RECORD EXTRACTS |
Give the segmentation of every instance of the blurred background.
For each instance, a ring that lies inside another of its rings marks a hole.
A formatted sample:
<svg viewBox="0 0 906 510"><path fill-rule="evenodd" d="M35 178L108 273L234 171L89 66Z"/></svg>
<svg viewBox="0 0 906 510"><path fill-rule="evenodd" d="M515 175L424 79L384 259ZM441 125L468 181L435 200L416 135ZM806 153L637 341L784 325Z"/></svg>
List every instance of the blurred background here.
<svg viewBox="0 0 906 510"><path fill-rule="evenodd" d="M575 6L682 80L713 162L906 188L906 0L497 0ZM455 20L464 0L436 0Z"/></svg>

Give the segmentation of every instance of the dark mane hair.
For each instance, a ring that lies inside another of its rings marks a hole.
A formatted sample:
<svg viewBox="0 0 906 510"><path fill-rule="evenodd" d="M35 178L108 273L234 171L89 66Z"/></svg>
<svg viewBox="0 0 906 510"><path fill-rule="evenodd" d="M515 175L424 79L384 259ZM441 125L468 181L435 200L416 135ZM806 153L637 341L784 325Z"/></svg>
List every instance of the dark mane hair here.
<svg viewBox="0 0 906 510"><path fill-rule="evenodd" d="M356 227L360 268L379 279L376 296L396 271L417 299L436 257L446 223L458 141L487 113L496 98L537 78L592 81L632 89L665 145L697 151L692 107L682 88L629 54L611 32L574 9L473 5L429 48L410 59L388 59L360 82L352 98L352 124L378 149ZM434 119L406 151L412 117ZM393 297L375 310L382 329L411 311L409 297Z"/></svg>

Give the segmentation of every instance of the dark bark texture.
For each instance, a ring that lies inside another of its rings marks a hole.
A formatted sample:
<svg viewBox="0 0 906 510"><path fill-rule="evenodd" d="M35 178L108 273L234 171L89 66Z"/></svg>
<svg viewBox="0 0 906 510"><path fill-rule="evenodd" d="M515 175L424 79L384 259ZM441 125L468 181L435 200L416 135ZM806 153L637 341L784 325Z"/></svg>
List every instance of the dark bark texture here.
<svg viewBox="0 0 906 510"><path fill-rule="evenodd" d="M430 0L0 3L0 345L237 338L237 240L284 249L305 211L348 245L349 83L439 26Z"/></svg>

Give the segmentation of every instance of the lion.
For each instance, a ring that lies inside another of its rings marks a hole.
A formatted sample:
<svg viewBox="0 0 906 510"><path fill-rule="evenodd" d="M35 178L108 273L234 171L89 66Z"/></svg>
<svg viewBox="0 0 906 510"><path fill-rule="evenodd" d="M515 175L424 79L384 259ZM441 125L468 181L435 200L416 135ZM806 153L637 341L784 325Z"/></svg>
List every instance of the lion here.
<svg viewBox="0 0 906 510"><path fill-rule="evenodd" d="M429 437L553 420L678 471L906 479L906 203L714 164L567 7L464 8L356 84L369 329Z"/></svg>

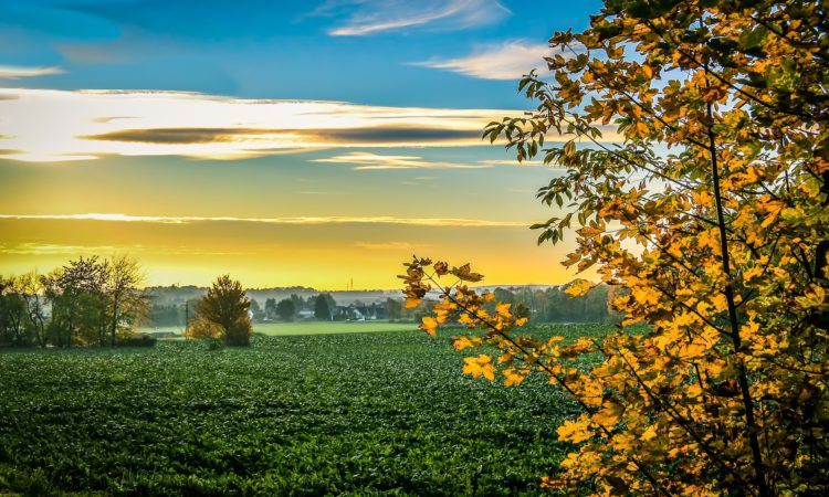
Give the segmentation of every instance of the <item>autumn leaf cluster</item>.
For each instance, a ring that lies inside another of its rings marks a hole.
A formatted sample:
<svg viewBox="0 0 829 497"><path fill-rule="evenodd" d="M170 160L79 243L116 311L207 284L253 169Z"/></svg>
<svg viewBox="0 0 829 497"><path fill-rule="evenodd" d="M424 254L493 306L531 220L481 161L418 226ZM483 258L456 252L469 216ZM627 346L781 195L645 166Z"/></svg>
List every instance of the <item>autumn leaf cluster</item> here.
<svg viewBox="0 0 829 497"><path fill-rule="evenodd" d="M486 128L564 169L538 193L556 211L539 243L574 236L563 264L623 289L617 332L536 340L491 294L439 283L447 264L408 263L409 303L439 299L426 331L454 315L481 331L453 341L485 349L464 372L546 374L581 406L547 485L829 493L827 19L817 0L607 0L522 80L535 110Z"/></svg>

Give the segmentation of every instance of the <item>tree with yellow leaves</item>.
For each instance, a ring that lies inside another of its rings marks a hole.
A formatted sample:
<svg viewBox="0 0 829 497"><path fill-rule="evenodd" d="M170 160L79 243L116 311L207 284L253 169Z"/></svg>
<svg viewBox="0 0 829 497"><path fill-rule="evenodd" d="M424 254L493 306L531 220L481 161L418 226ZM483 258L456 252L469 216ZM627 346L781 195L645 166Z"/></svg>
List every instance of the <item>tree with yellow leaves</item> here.
<svg viewBox="0 0 829 497"><path fill-rule="evenodd" d="M464 372L539 372L580 405L547 486L829 494L827 9L606 0L587 30L550 39L548 77L522 80L536 109L484 131L566 170L538 194L560 214L534 228L539 243L575 232L563 264L626 289L616 332L521 336L524 318L466 286L481 278L469 265L407 263L410 305L440 295L422 329L481 330L453 339L484 348Z"/></svg>

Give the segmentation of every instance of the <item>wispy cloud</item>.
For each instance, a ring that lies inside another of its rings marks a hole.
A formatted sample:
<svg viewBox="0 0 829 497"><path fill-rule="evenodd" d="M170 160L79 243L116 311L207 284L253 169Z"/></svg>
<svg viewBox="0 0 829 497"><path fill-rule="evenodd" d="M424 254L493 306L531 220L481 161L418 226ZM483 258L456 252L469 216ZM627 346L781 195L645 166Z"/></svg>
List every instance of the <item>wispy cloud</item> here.
<svg viewBox="0 0 829 497"><path fill-rule="evenodd" d="M0 243L0 254L9 255L75 255L75 254L116 254L116 253L156 253L165 255L253 255L255 252L206 251L200 247L186 246L146 246L133 245L71 245L61 243Z"/></svg>
<svg viewBox="0 0 829 497"><path fill-rule="evenodd" d="M549 51L547 44L517 40L482 46L464 57L433 59L414 62L412 65L452 71L482 80L520 80L533 68L546 71L543 57L549 55Z"/></svg>
<svg viewBox="0 0 829 497"><path fill-rule="evenodd" d="M19 65L0 65L0 80L20 80L21 77L50 76L63 74L60 67L24 67Z"/></svg>
<svg viewBox="0 0 829 497"><path fill-rule="evenodd" d="M30 221L103 221L154 224L190 224L207 222L264 224L400 224L412 226L511 228L526 226L523 221L499 221L463 218L397 218L378 216L303 216L303 218L235 218L235 216L160 216L116 213L84 214L0 214L0 220Z"/></svg>
<svg viewBox="0 0 829 497"><path fill-rule="evenodd" d="M384 169L487 169L495 166L515 167L555 167L545 166L539 161L525 160L518 162L514 159L487 159L474 162L450 162L441 160L427 160L420 156L386 156L372 152L348 152L324 159L313 159L312 162L345 163L354 166L354 170L384 170ZM418 180L436 179L434 177L418 177Z"/></svg>
<svg viewBox="0 0 829 497"><path fill-rule="evenodd" d="M348 15L333 36L363 36L419 27L460 30L496 22L510 10L496 0L329 0L315 14Z"/></svg>
<svg viewBox="0 0 829 497"><path fill-rule="evenodd" d="M314 159L313 162L330 162L353 165L357 171L381 169L484 169L492 165L474 162L459 163L426 160L419 156L384 156L371 152L349 152L325 159Z"/></svg>
<svg viewBox="0 0 829 497"><path fill-rule="evenodd" d="M237 99L188 92L0 88L0 148L23 161L112 155L244 159L334 147L479 146L517 110ZM126 118L128 116L128 118Z"/></svg>

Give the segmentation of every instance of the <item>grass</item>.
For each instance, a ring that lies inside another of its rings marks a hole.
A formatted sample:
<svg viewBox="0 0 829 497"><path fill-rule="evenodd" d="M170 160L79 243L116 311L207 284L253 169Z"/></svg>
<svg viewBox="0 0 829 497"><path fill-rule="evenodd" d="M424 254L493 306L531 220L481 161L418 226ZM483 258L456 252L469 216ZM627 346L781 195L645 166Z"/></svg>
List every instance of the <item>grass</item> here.
<svg viewBox="0 0 829 497"><path fill-rule="evenodd" d="M274 336L295 336L295 335L330 335L330 334L364 334L375 331L400 331L413 330L417 325L411 322L387 322L387 321L296 321L296 322L260 322L253 325L253 331ZM181 327L166 326L159 328L144 328L141 331L172 331L182 334Z"/></svg>
<svg viewBox="0 0 829 497"><path fill-rule="evenodd" d="M414 331L0 352L0 494L537 495L575 406L461 366Z"/></svg>

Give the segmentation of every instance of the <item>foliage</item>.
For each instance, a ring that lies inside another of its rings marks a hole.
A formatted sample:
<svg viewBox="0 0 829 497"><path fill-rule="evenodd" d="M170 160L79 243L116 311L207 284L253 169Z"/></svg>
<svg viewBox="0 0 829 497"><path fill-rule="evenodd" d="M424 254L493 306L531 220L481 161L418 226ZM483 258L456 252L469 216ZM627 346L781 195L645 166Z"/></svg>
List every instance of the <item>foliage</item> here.
<svg viewBox="0 0 829 497"><path fill-rule="evenodd" d="M148 299L126 257L71 261L49 275L0 277L0 343L113 346L139 326Z"/></svg>
<svg viewBox="0 0 829 497"><path fill-rule="evenodd" d="M564 261L625 288L602 340L518 337L510 304L464 282L469 265L414 260L407 296L441 302L487 347L473 376L543 372L581 406L558 429L575 444L550 486L596 494L829 493L827 274L829 41L826 2L607 0L590 28L556 33L549 81L521 88L531 116L492 124L520 160L564 169L539 190L575 230ZM544 148L547 147L547 148ZM438 285L452 274L459 285ZM592 286L575 283L570 293ZM497 350L493 353L492 350ZM598 356L591 370L575 358Z"/></svg>
<svg viewBox="0 0 829 497"><path fill-rule="evenodd" d="M219 276L199 300L190 322L192 336L221 338L230 346L249 345L253 334L250 305L241 283L227 274Z"/></svg>
<svg viewBox="0 0 829 497"><path fill-rule="evenodd" d="M537 495L575 409L412 332L6 351L0 371L0 494Z"/></svg>
<svg viewBox="0 0 829 497"><path fill-rule="evenodd" d="M276 315L283 321L293 321L295 314L296 314L296 307L294 305L294 300L290 298L285 298L285 299L280 300L279 304L276 304Z"/></svg>

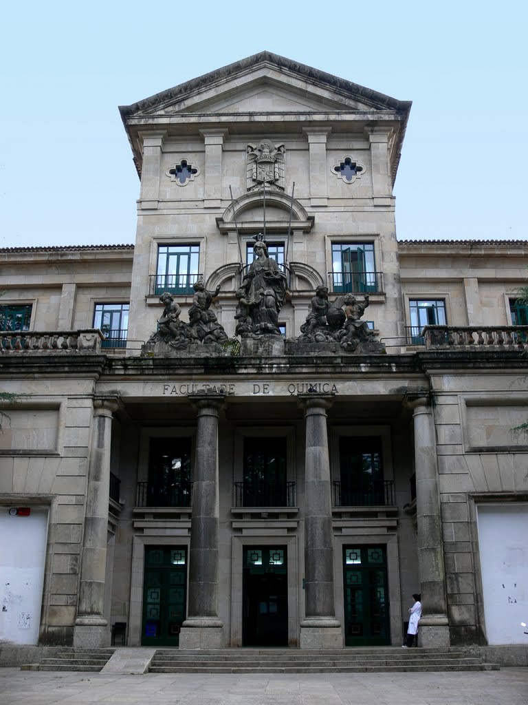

WORK TO COMPLETE | Please revise the data from the line with "Give the segmentation of every instance of the <item>autumn" to the line with "List every instance of the <item>autumn", changing "leaf cluster" to "leaf pile" and keeping everything else unchanged. Return only those lines.

SOLVED EXERCISE |
Give the segmentation of every instance of the <item>autumn leaf pile</item>.
For each instance, a ring that lies inside another of its rings marks a hole.
A formatted sample:
<svg viewBox="0 0 829 497"><path fill-rule="evenodd" d="M170 160L79 243L116 311L207 284L253 169Z"/></svg>
<svg viewBox="0 0 829 497"><path fill-rule="evenodd" d="M424 254L493 306L531 220L481 161L418 226ZM483 258L456 252L469 216ZM627 346L781 195L645 166Z"/></svg>
List every instance of the <item>autumn leaf pile</item> here.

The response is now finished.